### Prompt
Rewrite the lines below as a numbered list, skipping any blank lines and leaving out the picture.

### Source data
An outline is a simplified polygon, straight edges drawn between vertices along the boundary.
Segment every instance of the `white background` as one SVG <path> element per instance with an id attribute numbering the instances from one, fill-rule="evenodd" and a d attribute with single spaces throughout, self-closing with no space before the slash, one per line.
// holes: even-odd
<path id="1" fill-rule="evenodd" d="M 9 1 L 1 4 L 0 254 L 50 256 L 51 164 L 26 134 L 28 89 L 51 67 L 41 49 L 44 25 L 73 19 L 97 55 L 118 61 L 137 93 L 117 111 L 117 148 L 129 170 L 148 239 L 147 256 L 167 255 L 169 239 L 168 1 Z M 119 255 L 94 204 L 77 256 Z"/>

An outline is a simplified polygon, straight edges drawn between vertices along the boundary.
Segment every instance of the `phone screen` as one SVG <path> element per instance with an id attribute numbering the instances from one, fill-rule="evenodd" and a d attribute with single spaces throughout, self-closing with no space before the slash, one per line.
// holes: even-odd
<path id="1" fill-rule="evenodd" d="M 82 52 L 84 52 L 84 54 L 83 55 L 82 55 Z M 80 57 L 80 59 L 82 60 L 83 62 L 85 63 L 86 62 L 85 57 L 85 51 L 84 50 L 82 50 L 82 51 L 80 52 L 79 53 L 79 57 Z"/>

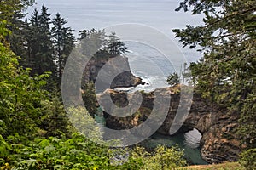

### Solution below
1. An outline is a simplified polygon, straight edges drawn between vertices along the boundary.
2. Segment every instance of the `white background` as one SVG <path> element per instance with an id attribute numbering the instances from one, fill-rule="evenodd" and a d attribute with single spaces throughout, self-closing with no space before the slash, one per line.
3. // holes: even-odd
4. <path id="1" fill-rule="evenodd" d="M 9 1 L 1 4 L 0 254 L 50 256 L 51 164 L 26 134 L 28 89 L 51 67 L 41 49 L 44 25 L 73 19 L 97 55 L 118 61 L 137 93 L 117 111 L 117 148 L 129 170 L 148 239 L 147 256 L 167 255 L 169 239 L 168 1 Z M 119 255 L 94 204 L 77 256 Z"/>
5. An outline is a simplified polygon, straight edges drawn between vertices along the boundary.
6. Segment every instance of the `phone screen` as one SVG <path> element per instance with an id attribute numbering the instances from one, fill-rule="evenodd" and a d attribute with single spaces throughout, self-closing with no space before the slash, one per line.
7. // holes: even-odd
8. <path id="1" fill-rule="evenodd" d="M 82 52 L 84 52 L 84 54 L 83 55 L 82 55 Z M 80 57 L 80 59 L 82 60 L 83 62 L 85 63 L 86 62 L 85 57 L 85 51 L 84 50 L 82 50 L 82 51 L 80 52 L 79 53 L 79 57 Z"/>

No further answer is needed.